It’s 3 am and I can’t find my crown anywhere. I give up and leave.
What’s that, you say?
You want to know what happened??
We went to a cafe and talked till 3 am, gosh coffee is amazing!
No, we didn’t.
Want the real story?
I enter the hotel bar. Funnydude is waiting. I hold my head high and approach, one bold Superhero making dreams come true. He rises and greets me with a big hug…
BOOM.
Just like that, I realize chemistry is possible for me! And this is absolutely major chemistry happening here. Zing. Tingles. Butterflies. The shit they write about in songs and poems, and here it is, right in front of me. Here HE is. Slight build, medium height. Bright pale blue eyes like clear summer skies with a mischievous twinkle that looks like trouble. Fair warning. Brown hair, flecked with grey, tousled into almost spikes. Oh, this is exciting!
He draws out a bar stool for me and I slide into it, nervous, awkward. I am clearly very new to this, and completely naive, I’ve never met a guy in a bar for a drink in my life. Bars were banned from the menu in the church, and with DX we never really dated, just kinda hung around.
This is My First Date, though I don’t know if I can really call it that. More like My First Can I Buy You A Drink.

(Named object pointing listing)
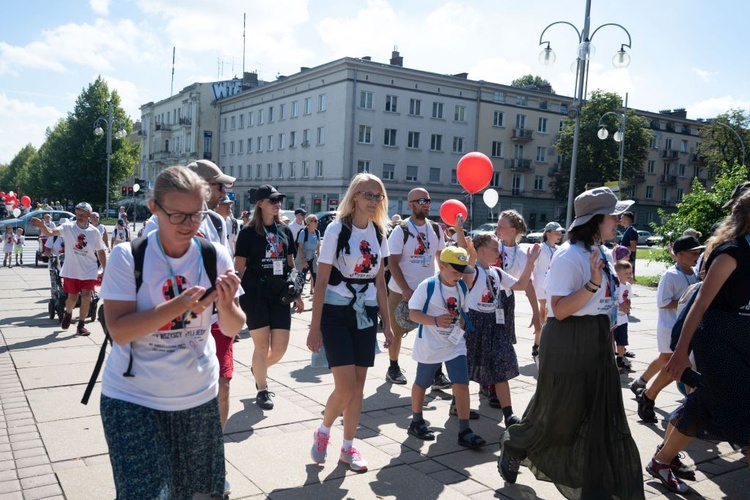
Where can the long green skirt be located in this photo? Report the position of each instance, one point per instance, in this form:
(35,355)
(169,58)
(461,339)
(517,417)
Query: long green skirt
(574,432)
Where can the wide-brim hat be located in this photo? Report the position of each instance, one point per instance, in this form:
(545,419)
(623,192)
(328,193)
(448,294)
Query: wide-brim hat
(597,201)
(401,314)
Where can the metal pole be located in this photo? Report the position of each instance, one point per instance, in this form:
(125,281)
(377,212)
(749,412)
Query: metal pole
(581,97)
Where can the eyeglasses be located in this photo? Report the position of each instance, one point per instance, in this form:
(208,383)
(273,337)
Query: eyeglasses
(372,196)
(421,201)
(180,218)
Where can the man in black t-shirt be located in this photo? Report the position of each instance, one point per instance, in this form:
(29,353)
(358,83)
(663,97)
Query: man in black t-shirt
(630,237)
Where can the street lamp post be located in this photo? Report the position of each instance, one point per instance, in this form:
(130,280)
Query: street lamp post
(618,136)
(621,59)
(98,131)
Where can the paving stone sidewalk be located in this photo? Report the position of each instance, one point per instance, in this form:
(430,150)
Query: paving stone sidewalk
(51,446)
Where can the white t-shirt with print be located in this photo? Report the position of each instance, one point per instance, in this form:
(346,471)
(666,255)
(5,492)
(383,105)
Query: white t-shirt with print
(570,271)
(363,261)
(671,286)
(483,299)
(81,246)
(417,254)
(541,267)
(435,346)
(175,367)
(624,293)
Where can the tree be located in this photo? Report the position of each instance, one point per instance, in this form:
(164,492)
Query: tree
(599,160)
(532,81)
(72,162)
(701,208)
(721,146)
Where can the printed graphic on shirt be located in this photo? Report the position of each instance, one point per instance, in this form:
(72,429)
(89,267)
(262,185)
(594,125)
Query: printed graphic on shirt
(367,263)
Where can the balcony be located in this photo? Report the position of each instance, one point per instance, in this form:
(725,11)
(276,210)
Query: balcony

Set task
Pick up the first-date story at the hotel bar and write what comes next, starting after its final line.

Task output
He takes his bar stool, open position facing me. We already hit it off when we met, and we immediately are back to our rapid-fire conversation, punctuated by laughing so hard my stomach hurts. We have a delightful connection. and as he talks he touches me conversationally at first, then his arm finds its way around my waist, then he’s stroking my arm. It’s amazing zippity zap chemistry and I don’t stop him. The bartender makes reference to us having a great marriage. We look at each other and just crack up. Oh, honey, if you only knew. I may not have been able to Laugh My Way to a Better Marriage, but I am definitely laughing my way to something tonight.
He is fun, flirty, and affectionate.
He is also wicked smart, and has degrees in science and psychology, two areas I would have studied had I not taken that left turn at Albuquerque and gotten involved in church leadership. I really should have taken notes on the fact that having cerebral conversation is important to me, I could have avoided lots of bad dates later on had I realized that I match best with an intellectual. But, then I wouldn’t have the next seventeen chapters, and you would be bored.
We talk about church, and groupthink, and mob mentality that happens so easily when a mass is told what is right and wrong by a respected leader, the tendency being that once an individual has a following, the followers rarely, if ever question the leadership. They no longer think for themselves, the leader can figure it out for them. Human beings have a tendency to be drawn to quick and fast rules, simplifying life down to do this, don’t do that. We don’t favor grey areas, preferring to color boldly in black- and-white shades of ABSOLUTELY YES and HELL NO. You see this all the time. Trust something in a textbook? Is it true just because it’s printed and bound by MacMillan, gospel canon because the paper is thick and yellowed? People watch news anchors and assume they know what they are talking about because WOW is that girl on channel 12 hot! They can’t just make things up… can they?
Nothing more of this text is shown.